- [Available data]:
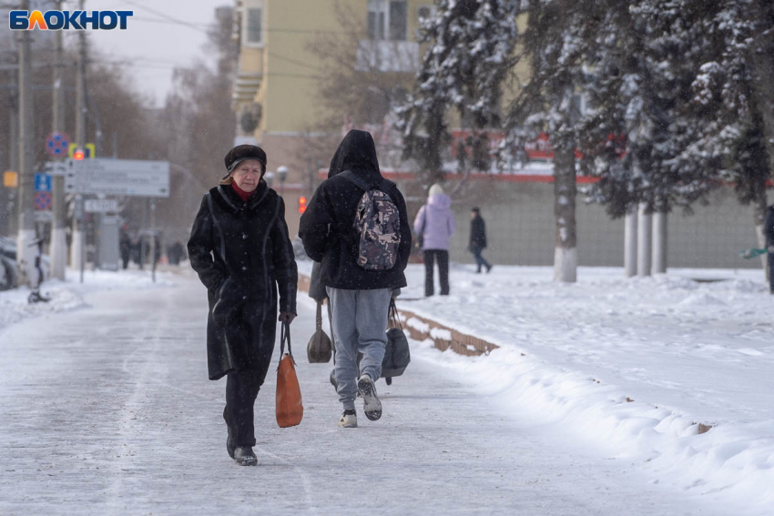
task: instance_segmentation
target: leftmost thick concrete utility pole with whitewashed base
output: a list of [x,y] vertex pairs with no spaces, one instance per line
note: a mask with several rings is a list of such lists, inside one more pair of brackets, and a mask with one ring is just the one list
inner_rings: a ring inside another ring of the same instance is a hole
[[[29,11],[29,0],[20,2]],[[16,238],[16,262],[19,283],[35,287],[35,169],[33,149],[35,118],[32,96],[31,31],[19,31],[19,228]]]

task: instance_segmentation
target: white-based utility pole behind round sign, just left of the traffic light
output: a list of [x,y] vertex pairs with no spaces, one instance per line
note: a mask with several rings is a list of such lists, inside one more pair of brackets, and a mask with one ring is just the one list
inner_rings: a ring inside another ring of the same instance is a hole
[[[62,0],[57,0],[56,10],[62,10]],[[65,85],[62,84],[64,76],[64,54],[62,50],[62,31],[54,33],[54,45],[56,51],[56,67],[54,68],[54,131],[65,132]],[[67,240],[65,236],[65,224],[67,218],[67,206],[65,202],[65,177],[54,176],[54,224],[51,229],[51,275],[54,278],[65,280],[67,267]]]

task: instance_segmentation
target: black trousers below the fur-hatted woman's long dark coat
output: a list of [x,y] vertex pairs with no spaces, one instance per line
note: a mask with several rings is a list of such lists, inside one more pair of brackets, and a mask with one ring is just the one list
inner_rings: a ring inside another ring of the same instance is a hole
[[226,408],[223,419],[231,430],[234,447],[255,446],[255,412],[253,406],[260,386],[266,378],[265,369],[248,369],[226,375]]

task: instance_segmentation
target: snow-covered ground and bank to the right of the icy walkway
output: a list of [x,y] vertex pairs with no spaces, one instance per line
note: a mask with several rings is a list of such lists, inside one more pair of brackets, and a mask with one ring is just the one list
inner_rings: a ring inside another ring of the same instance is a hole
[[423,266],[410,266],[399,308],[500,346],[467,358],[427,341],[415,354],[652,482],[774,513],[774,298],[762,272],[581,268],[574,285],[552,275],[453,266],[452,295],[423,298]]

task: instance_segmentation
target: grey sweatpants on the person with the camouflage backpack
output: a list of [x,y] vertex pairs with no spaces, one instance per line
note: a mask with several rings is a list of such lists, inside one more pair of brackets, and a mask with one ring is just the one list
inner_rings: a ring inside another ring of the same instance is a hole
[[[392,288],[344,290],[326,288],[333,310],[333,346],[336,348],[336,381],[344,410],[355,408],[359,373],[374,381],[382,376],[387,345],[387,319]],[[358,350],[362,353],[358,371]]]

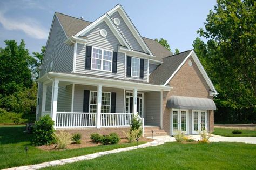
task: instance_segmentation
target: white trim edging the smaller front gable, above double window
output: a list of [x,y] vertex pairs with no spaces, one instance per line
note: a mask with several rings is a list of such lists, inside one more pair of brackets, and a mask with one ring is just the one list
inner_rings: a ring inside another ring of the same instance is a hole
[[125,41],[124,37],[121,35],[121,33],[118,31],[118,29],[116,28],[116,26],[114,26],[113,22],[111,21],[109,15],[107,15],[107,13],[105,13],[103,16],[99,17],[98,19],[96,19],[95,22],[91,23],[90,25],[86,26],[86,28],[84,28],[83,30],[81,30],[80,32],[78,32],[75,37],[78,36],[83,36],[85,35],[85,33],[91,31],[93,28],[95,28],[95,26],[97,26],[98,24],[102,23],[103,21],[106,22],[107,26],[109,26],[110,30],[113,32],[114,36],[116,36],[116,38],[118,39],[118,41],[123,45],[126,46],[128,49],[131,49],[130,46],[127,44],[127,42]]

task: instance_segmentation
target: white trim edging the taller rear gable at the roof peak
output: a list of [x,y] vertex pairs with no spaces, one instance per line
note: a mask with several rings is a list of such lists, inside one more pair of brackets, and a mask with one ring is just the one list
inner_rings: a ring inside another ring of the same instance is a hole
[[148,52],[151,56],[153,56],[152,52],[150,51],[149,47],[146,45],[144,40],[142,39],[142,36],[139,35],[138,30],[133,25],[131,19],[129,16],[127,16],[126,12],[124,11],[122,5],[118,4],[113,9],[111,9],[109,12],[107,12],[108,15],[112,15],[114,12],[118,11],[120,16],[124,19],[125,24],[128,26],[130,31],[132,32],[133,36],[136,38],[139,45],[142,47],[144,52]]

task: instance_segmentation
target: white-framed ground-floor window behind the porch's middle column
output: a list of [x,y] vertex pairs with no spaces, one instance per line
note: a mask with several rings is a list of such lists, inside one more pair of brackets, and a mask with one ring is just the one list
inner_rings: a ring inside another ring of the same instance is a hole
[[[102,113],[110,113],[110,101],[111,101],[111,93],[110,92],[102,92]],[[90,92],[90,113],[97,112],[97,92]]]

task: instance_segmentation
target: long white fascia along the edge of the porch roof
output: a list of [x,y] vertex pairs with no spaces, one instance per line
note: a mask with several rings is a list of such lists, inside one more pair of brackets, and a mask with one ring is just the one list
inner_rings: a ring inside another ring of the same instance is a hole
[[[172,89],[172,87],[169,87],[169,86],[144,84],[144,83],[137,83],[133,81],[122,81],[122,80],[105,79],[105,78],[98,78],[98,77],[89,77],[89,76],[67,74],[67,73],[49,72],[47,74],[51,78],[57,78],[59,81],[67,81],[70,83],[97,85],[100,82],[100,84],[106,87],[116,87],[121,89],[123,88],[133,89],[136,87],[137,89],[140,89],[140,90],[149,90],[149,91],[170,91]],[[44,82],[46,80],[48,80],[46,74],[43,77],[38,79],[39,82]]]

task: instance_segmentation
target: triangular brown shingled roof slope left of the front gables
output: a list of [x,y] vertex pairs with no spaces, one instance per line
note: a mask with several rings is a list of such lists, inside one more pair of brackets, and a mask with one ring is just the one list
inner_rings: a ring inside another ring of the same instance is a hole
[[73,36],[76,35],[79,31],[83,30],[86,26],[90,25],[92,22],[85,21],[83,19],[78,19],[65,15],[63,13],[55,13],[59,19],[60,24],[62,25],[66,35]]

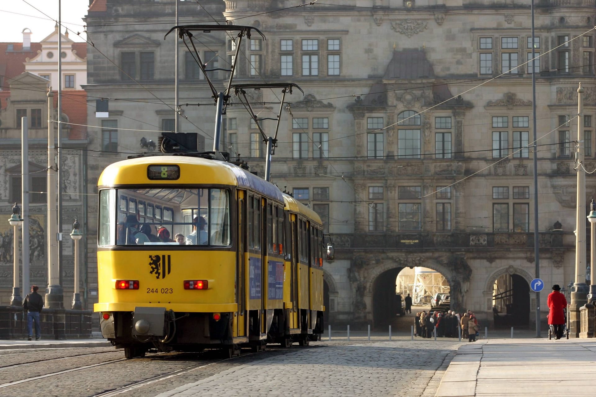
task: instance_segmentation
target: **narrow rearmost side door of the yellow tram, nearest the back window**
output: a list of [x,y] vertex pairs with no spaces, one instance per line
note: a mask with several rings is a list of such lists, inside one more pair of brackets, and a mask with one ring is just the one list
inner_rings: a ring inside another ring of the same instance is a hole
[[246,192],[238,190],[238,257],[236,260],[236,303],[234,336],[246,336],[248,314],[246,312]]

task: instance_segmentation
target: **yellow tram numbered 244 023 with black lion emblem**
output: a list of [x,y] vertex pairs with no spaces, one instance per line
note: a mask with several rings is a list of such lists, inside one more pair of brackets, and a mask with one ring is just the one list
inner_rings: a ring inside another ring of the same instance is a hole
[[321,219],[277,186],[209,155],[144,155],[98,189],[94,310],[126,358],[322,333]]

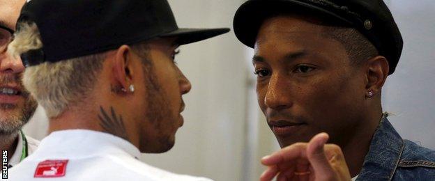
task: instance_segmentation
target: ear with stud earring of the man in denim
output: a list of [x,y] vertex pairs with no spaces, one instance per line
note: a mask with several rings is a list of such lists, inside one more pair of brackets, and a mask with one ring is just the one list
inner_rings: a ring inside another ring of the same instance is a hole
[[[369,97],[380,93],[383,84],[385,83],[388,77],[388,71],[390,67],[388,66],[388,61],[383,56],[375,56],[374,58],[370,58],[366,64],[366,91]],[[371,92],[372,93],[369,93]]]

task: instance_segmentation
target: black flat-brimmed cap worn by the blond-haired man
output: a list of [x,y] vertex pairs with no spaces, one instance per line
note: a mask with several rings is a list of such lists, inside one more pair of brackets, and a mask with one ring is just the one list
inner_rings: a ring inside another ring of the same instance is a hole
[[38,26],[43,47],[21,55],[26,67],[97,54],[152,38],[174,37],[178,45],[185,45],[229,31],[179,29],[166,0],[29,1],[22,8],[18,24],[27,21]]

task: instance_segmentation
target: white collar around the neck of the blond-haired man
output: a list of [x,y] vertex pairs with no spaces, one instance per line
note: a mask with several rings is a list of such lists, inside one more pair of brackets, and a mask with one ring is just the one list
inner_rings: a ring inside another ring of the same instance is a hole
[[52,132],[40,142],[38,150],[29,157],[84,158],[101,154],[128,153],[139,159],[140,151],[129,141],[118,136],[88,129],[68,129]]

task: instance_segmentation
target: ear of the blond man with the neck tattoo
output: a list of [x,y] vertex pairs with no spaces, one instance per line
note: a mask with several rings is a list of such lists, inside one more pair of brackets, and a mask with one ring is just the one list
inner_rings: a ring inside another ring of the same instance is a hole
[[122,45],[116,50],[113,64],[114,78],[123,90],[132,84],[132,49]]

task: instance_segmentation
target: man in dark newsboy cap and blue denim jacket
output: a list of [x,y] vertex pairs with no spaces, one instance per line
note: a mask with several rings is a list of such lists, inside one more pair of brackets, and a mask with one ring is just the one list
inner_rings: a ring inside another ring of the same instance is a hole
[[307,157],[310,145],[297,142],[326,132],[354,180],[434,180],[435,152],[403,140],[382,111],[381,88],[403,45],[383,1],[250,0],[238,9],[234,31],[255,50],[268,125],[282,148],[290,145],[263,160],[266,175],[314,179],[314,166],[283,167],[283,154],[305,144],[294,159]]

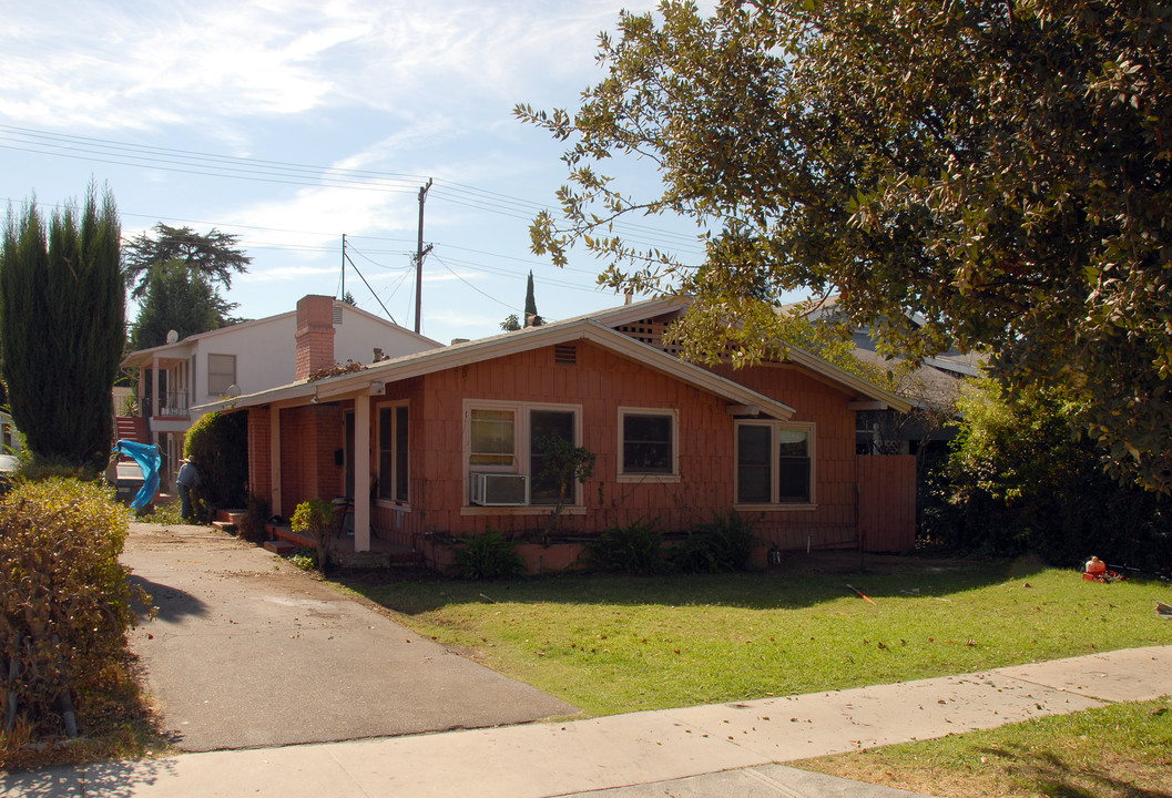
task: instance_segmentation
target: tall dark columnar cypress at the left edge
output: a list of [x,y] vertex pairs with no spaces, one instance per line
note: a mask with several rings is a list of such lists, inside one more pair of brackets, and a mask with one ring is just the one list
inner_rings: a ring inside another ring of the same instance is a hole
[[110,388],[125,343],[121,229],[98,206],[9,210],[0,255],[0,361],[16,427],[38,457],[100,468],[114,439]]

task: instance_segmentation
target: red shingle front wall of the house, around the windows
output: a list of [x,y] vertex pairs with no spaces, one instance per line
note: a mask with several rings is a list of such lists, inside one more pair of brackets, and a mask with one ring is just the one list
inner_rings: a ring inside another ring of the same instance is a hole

- [Required work]: Search the entries for the word "dark". Copy each line where it appears.

- [Answer to the exercise]:
target: black trousers below the fur-hatted woman's long dark coat
target: man in dark newsboy cap and blue denim jacket
target: tall dark columnar cypress at the left edge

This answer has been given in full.